→ **Material shown**
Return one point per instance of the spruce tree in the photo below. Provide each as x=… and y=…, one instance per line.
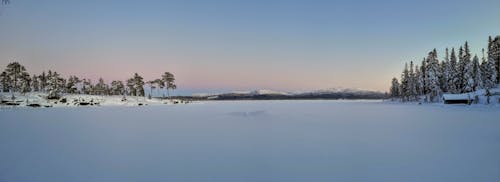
x=394, y=90
x=432, y=76
x=453, y=80
x=478, y=79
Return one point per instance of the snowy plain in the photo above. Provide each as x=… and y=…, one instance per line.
x=252, y=141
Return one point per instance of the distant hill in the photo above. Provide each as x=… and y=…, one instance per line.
x=334, y=93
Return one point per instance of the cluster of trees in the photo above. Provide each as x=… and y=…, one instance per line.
x=454, y=74
x=15, y=78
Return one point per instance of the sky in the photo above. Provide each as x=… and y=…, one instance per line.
x=223, y=45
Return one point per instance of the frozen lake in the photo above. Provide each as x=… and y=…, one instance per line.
x=252, y=141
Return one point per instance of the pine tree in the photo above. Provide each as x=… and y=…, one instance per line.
x=432, y=76
x=478, y=79
x=422, y=78
x=418, y=80
x=404, y=86
x=35, y=83
x=131, y=87
x=468, y=79
x=117, y=88
x=453, y=80
x=139, y=85
x=490, y=74
x=136, y=85
x=412, y=84
x=494, y=53
x=15, y=71
x=444, y=72
x=55, y=85
x=87, y=86
x=71, y=86
x=25, y=83
x=101, y=88
x=169, y=80
x=394, y=90
x=5, y=82
x=43, y=81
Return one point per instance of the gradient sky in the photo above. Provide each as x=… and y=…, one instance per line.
x=222, y=45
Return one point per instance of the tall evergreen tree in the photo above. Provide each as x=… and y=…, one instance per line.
x=490, y=74
x=71, y=85
x=16, y=72
x=454, y=77
x=35, y=83
x=412, y=84
x=394, y=90
x=478, y=79
x=5, y=82
x=117, y=88
x=169, y=80
x=432, y=76
x=405, y=86
x=418, y=81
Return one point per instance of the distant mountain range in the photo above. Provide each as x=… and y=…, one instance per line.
x=333, y=93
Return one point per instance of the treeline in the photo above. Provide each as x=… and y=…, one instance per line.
x=454, y=74
x=15, y=78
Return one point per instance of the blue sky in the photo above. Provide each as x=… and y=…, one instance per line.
x=239, y=45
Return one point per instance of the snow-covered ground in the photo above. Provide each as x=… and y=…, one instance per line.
x=252, y=141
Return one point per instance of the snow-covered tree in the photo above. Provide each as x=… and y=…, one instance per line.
x=16, y=72
x=55, y=85
x=468, y=78
x=453, y=76
x=35, y=84
x=25, y=83
x=169, y=80
x=87, y=86
x=494, y=53
x=71, y=85
x=444, y=72
x=101, y=88
x=394, y=90
x=43, y=81
x=412, y=83
x=117, y=88
x=478, y=79
x=135, y=85
x=405, y=86
x=423, y=85
x=490, y=74
x=432, y=76
x=5, y=82
x=418, y=81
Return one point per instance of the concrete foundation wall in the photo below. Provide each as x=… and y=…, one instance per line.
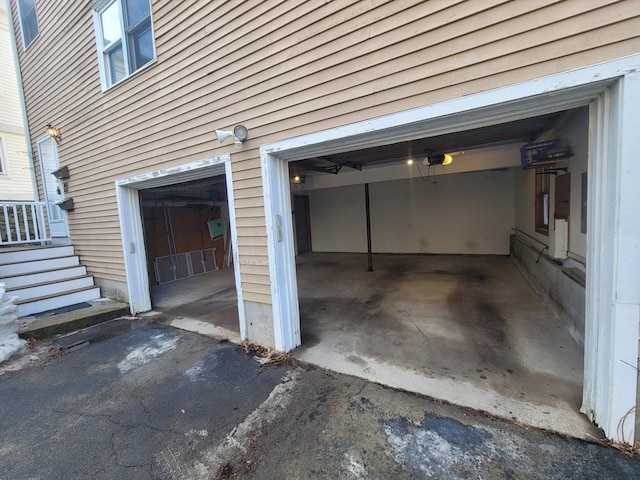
x=466, y=213
x=113, y=289
x=563, y=294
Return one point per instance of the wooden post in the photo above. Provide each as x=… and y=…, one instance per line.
x=369, y=254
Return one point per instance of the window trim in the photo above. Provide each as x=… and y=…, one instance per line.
x=35, y=11
x=3, y=158
x=101, y=48
x=543, y=178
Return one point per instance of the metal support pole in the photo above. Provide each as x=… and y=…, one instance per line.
x=369, y=254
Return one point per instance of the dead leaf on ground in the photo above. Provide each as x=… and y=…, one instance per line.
x=53, y=351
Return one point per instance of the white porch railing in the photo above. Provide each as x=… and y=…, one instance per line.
x=22, y=223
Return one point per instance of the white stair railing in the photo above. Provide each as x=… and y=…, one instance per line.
x=23, y=223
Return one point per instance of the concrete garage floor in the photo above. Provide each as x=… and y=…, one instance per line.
x=206, y=303
x=465, y=329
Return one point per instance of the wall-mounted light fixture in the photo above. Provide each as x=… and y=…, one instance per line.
x=54, y=133
x=62, y=173
x=240, y=133
x=66, y=204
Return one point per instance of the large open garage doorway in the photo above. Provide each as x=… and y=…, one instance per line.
x=414, y=277
x=179, y=238
x=484, y=289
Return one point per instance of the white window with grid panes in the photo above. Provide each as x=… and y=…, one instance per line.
x=124, y=37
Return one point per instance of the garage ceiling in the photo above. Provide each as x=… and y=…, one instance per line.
x=526, y=130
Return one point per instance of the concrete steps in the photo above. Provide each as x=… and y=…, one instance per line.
x=45, y=278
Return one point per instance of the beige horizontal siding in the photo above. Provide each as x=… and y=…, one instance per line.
x=281, y=68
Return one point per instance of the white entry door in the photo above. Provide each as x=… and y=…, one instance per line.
x=53, y=189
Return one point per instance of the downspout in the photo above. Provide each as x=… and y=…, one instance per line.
x=23, y=106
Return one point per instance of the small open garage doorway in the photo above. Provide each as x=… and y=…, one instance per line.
x=179, y=234
x=189, y=251
x=417, y=275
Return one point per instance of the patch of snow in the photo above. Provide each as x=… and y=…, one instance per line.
x=195, y=373
x=158, y=345
x=10, y=343
x=355, y=468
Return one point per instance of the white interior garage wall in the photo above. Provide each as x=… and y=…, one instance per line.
x=573, y=132
x=465, y=213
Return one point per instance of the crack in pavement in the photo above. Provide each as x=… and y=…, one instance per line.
x=235, y=443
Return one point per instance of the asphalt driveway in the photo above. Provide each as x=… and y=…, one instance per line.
x=134, y=399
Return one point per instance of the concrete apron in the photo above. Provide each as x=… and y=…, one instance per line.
x=465, y=329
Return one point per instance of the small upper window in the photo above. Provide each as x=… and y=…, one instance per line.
x=124, y=38
x=28, y=21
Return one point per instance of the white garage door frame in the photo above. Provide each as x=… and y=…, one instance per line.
x=612, y=90
x=130, y=214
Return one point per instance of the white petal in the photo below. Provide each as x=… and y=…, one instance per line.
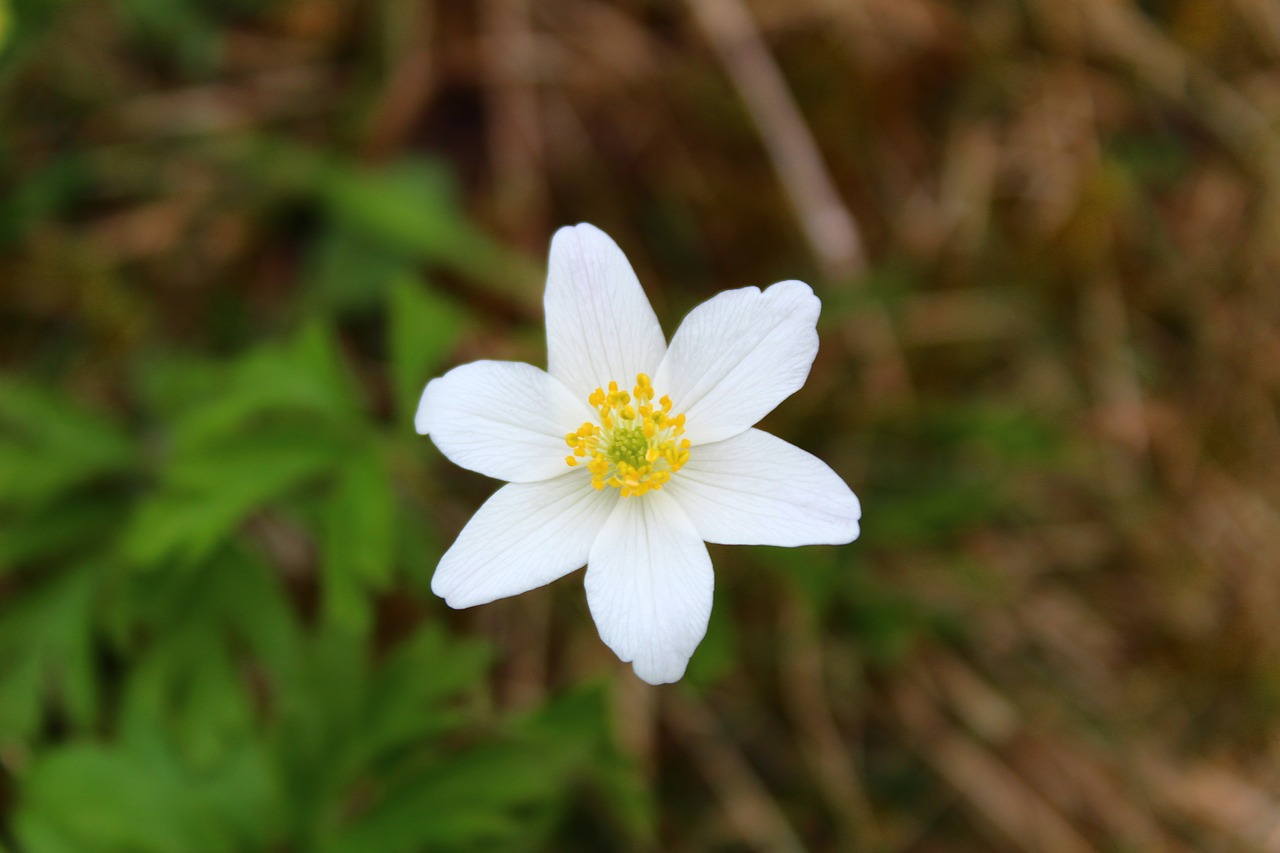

→ **Problem to work on**
Repeat the lines above exactly, and keep every picture out.

→ **Written response**
Return one point per instance of the spruce tree in the photo below. Provide each as x=… and y=…, one instance per line.
x=394, y=90
x=432, y=76
x=453, y=80
x=478, y=79
Return one point per instance of the snowy plain in the photo above. Provide each as x=… and y=…, one instance per line.
x=252, y=141
Return one point per instance of the distant hill in the photo above. Provide each as x=… and y=…, one instance per line.
x=334, y=93
Return one point per instance of the cluster of trees in the photo above. Provide each as x=… and y=…, one instance per line.
x=454, y=74
x=15, y=78
Return one point per instance of the sky in the photo above. Provide each as x=… and y=…, one instance per line.
x=223, y=45
Return one point per instance of the frozen lake in the photo above. Provide each as x=… and y=…, one instance per line.
x=252, y=141
Return one point per instance of the pine tree in the photo above. Provide each as x=… and y=…, one instance per line.
x=432, y=76
x=478, y=79
x=422, y=78
x=418, y=80
x=404, y=86
x=35, y=83
x=131, y=87
x=468, y=79
x=117, y=88
x=453, y=80
x=139, y=85
x=490, y=74
x=136, y=85
x=412, y=84
x=494, y=53
x=15, y=71
x=444, y=72
x=55, y=85
x=87, y=86
x=71, y=86
x=25, y=83
x=101, y=88
x=169, y=80
x=394, y=90
x=5, y=82
x=43, y=81
Return one point per instance of the gradient sky in the photo above. Provide each as x=… and y=…, one instance per line.
x=222, y=45
Return one point per instance of the tall evergreen tree in the photo above. Provide each as x=… and y=…, one instance per line.
x=490, y=74
x=71, y=85
x=16, y=72
x=454, y=77
x=35, y=83
x=412, y=84
x=394, y=90
x=478, y=79
x=5, y=82
x=117, y=88
x=169, y=80
x=432, y=76
x=405, y=86
x=418, y=81
Return one point per instance of the distant mountain range in the photo above. Provide each as x=… and y=…, one instance per line.
x=333, y=93
Return one point per instance of the treeline in the photo above. Provide each as x=… and y=…, one instance per line.
x=454, y=74
x=15, y=78
Return one point per instance of the blue sky in the photo above. Provide each as x=… and y=…, one instance per line.
x=239, y=45
Return one point per instance of the snow-covered ground in the photo above. Provide each as x=… and y=…, one instance per line.
x=252, y=141
Return one point per instance of the snow-covered tree in the photo above. Provide each as x=… and y=…, one instance per line.
x=16, y=72
x=55, y=85
x=468, y=78
x=453, y=76
x=35, y=84
x=25, y=83
x=169, y=80
x=87, y=86
x=494, y=53
x=71, y=85
x=444, y=72
x=101, y=88
x=394, y=90
x=43, y=81
x=412, y=83
x=117, y=88
x=478, y=79
x=135, y=85
x=405, y=86
x=423, y=85
x=490, y=74
x=432, y=76
x=5, y=82
x=418, y=81
Return one point per instance of the concrete foundation wall in the photo below. Provide each as x=… and y=…, one instance per line.
x=466, y=213
x=113, y=289
x=563, y=294
Return one point per instance of the wooden post in the photo above. Provide each as x=… and y=…, one instance per line.
x=369, y=254
Return one point per instance of the window trim in the photo above. Provide each as x=… and y=…, one instance per line.
x=35, y=11
x=3, y=158
x=101, y=48
x=543, y=178
Return one point per instance of the metal support pole in the photo above. Provide each as x=… and y=…, one instance per line.
x=369, y=254
Return one point per instance of the dead leaf on ground in the photo above. Provide each as x=… and y=…, one instance per line.
x=53, y=351
Return one point per instance of the white porch railing in the photo above. Provide each as x=… and y=…, one instance per line.
x=22, y=223
Return one point per instance of the white stair railing in the photo above. Provide each as x=… and y=…, one instance per line.
x=23, y=223
Return one point per instance of the concrete garage floor in the photo above. Provide each as x=… and y=…, one instance per line.
x=206, y=303
x=465, y=329
Return one point per instance of the wall-mounted light fixture in the photo above. Provide each as x=… and y=…, one instance per line.
x=54, y=133
x=62, y=173
x=240, y=133
x=66, y=204
Return one point per instance of the large open garage doorway in the photo above. Provide each as x=… and y=…, one instance per line.
x=414, y=277
x=179, y=238
x=484, y=289
Return one point per instance of the white window with grid panes in the photo above. Provide each as x=… and y=…, one instance per line.
x=124, y=37
Return one point per instance of the garage ceiling in the photo above. Provide each as x=… and y=…, one instance per line.
x=526, y=130
Return one point per instance of the concrete steps in the photo above. Provide each as x=… and y=…, one instance per line.
x=45, y=278
Return one point per instance of the beige horizontal siding in the photo above. Provide each as x=… and y=…, one instance per line.
x=281, y=68
Return one point per instance of the white entry door in the photo above. Provide each as x=… and y=…, one instance per line.
x=53, y=189
Return one point per instance of the downspout in the photo above. Provide each as x=… and y=…, one instance per line.
x=23, y=106
Return one point per instance of the small open garage doorway in the photo above. Provide each as x=… and y=…, one instance per line.
x=179, y=234
x=189, y=251
x=417, y=275
Return one point per instance of the patch of snow in the photo above. Provide each as x=… and y=…, one instance per line.
x=195, y=373
x=158, y=345
x=10, y=343
x=355, y=468
Return one point per instance of the white interior garage wall in the photo above. Provide each as x=… and y=…, one instance per line.
x=573, y=132
x=465, y=213
Return one point per instance of the crack in pavement in the photo above. Provide each as x=… and y=…, one instance per line.
x=235, y=443
Return one point per instance of the asphalt driveway in the photo above. Provide each as x=… and y=…, one instance per line.
x=134, y=399
Return one point per instance of the concrete apron in the photo above. Provide each as x=… and y=…, one instance per line.
x=465, y=329
Return one point per instance of the small upper window in the photo above. Provide each as x=… and y=…, one instance per line.
x=124, y=38
x=28, y=21
Return one point per instance of the white garage door frame in the photo above. Provide each as x=… and y=…, one instance per line.
x=612, y=90
x=130, y=214
Return one point per instance of the white petal in the photo below. Provide each as x=… and y=…, one instance per line.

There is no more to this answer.